### Task prompt
Return the rows below line for line, with no changes, and omit the pictures.

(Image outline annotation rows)
★ ★ ★ ★ ★ ★ ★
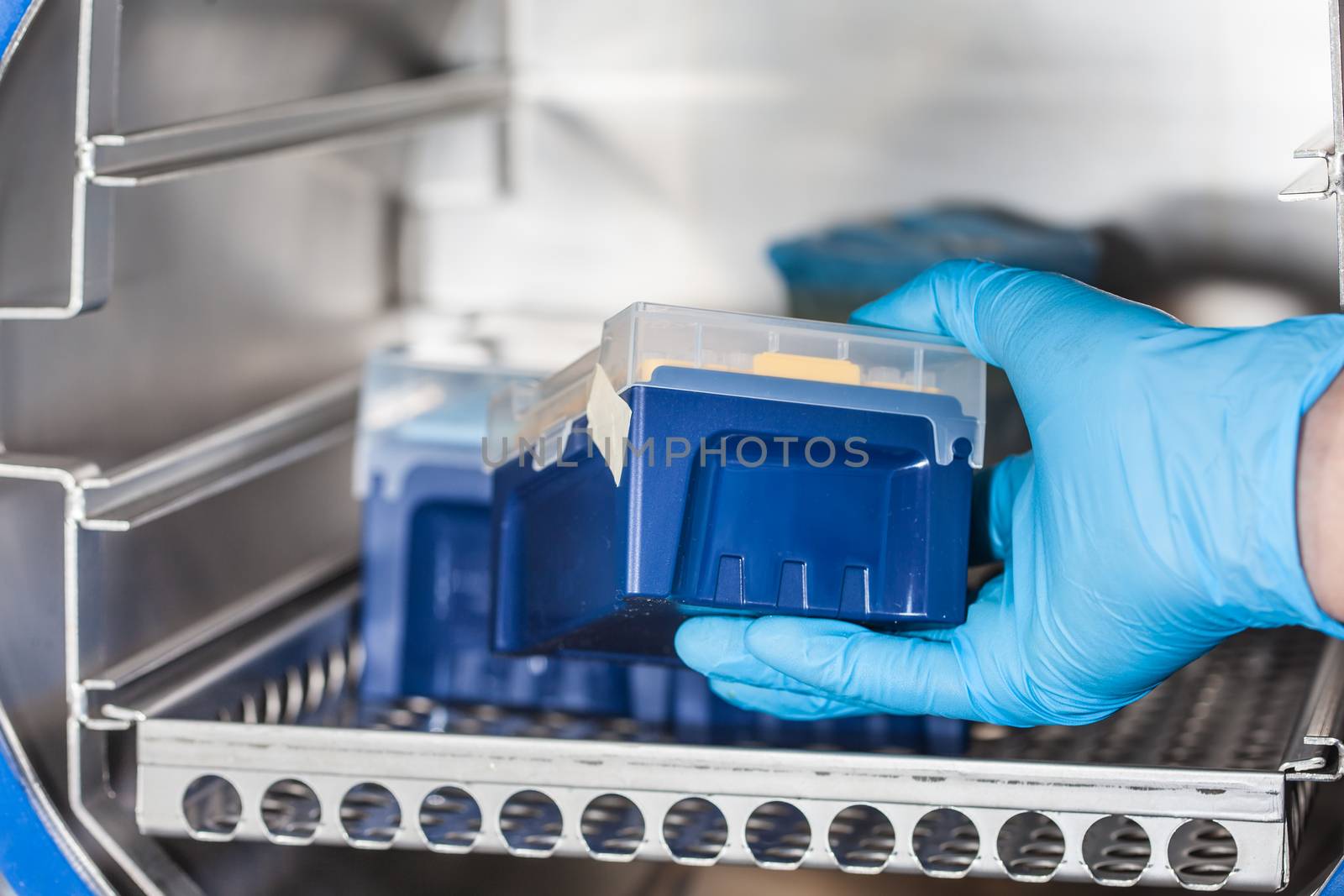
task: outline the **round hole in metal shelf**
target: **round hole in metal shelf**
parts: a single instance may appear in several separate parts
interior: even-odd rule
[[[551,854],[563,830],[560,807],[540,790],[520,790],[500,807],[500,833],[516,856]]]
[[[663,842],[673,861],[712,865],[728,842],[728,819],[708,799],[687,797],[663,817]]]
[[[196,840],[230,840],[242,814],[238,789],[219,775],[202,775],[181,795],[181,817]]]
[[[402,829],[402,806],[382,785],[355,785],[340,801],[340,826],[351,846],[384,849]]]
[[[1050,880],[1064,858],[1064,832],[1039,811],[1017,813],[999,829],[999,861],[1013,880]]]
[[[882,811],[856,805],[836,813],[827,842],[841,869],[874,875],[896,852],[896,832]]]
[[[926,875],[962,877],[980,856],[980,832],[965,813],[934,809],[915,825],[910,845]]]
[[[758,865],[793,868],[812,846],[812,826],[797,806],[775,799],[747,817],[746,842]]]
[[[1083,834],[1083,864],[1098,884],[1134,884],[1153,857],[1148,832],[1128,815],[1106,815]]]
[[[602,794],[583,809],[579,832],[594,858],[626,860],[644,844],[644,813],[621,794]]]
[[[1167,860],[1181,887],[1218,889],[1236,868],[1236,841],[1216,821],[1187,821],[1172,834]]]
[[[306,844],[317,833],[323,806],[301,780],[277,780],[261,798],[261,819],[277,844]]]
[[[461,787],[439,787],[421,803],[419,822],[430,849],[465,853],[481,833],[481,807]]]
★ ★ ★ ★ ★ ★ ★
### The response
task: outline the **round hole in metal shelf**
target: **round hole in metal shelf**
parts: a single instance may appear in several separate parts
interior: even-odd rule
[[[551,854],[563,830],[560,807],[540,790],[520,790],[500,807],[500,833],[516,856]]]
[[[663,842],[673,861],[712,865],[728,842],[728,819],[708,799],[687,797],[663,817]]]
[[[196,840],[230,840],[242,814],[238,789],[219,775],[202,775],[181,795],[181,817]]]
[[[402,829],[402,806],[382,785],[355,785],[340,801],[340,826],[351,846],[384,849]]]
[[[1050,880],[1064,858],[1064,832],[1039,811],[1017,813],[999,829],[999,861],[1013,880]]]
[[[882,811],[856,805],[836,813],[827,842],[841,869],[874,875],[896,852],[896,832]]]
[[[926,875],[962,877],[980,856],[980,832],[965,813],[934,809],[915,825],[910,845]]]
[[[758,865],[793,868],[812,846],[812,826],[797,806],[775,799],[747,817],[746,842]]]
[[[1083,834],[1083,864],[1098,884],[1134,884],[1153,857],[1148,832],[1128,815],[1106,815]]]
[[[602,794],[583,809],[579,832],[594,858],[626,860],[644,844],[644,813],[621,794]]]
[[[1167,860],[1181,887],[1218,889],[1236,868],[1236,841],[1216,821],[1187,821],[1172,834]]]
[[[306,844],[317,833],[323,806],[301,780],[277,780],[261,798],[261,819],[277,844]]]
[[[461,787],[439,787],[421,803],[419,822],[430,849],[465,853],[481,833],[481,807]]]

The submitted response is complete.